>>
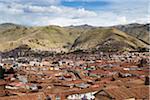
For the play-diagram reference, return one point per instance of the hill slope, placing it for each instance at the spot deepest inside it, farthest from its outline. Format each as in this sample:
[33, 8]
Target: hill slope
[106, 39]
[56, 38]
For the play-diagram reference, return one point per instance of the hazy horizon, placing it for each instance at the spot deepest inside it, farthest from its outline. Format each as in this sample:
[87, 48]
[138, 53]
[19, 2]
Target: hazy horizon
[74, 12]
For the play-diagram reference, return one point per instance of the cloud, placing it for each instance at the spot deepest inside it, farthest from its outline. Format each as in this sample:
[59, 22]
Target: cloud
[45, 12]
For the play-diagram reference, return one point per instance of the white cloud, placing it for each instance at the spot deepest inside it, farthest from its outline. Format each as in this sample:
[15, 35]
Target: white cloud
[119, 12]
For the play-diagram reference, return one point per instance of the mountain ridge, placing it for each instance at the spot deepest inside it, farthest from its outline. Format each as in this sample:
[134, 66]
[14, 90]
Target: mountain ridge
[58, 38]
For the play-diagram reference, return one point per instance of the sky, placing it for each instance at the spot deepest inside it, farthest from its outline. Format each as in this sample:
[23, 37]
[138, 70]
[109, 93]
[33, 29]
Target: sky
[74, 12]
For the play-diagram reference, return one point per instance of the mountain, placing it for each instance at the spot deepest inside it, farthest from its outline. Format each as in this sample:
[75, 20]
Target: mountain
[41, 38]
[140, 31]
[56, 38]
[108, 39]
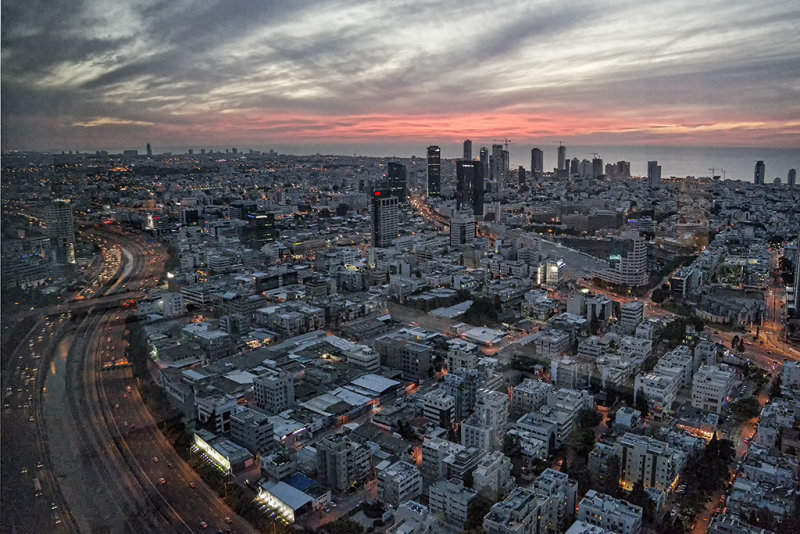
<<
**TASK:** Could you quote every one of the lines above word for word, leaving out the pictures?

**COMPLETE ANSWER:**
For the play-diagram reference, return one point per instance of the hill slope, placing it for each instance at the spot deepest inside it, farthest from its outline. Format each as in this sample:
[33, 8]
Target: hill slope
[106, 39]
[56, 38]
For the play-diagram reference, return one point per instance of the hazy horizon, placing it for each instance at the spot deepest inside it, farthest from its outline. Format each as in this sample:
[87, 48]
[138, 53]
[19, 2]
Target: hazy horizon
[74, 12]
For the play-diagram reference, return one point per instance of the cloud, placing it for each instance at the spot deepest inside it, farthest from its outline. Format each as in this sample:
[59, 22]
Target: cloud
[45, 12]
For the play-diagram reference, return one point per instance of the white cloud, placing it for each instance at the spot deepest inside it, farthest from its outline. Format each as in this sample:
[15, 35]
Target: white cloud
[119, 12]
For the play-diagram reference, return one point per instance of the mountain ridge, placing it for each instance at the spot deepest inside it, farthest from its outline. Format each as in this sample:
[134, 66]
[14, 90]
Target: mountain ridge
[58, 38]
For the play-diagram reference, return one point per instance of the sky, placing it for each instance at the spot deepest inside it, farthest from its outline. Format each as in this sample:
[23, 37]
[138, 70]
[109, 93]
[33, 29]
Target: sky
[74, 12]
For the play-diagram reference, return one point per instance of the mountain, placing it for each instance at the spot deepest inside it, farthest from its outline. Format each as in this sample:
[75, 20]
Target: mountain
[41, 38]
[140, 31]
[56, 38]
[108, 39]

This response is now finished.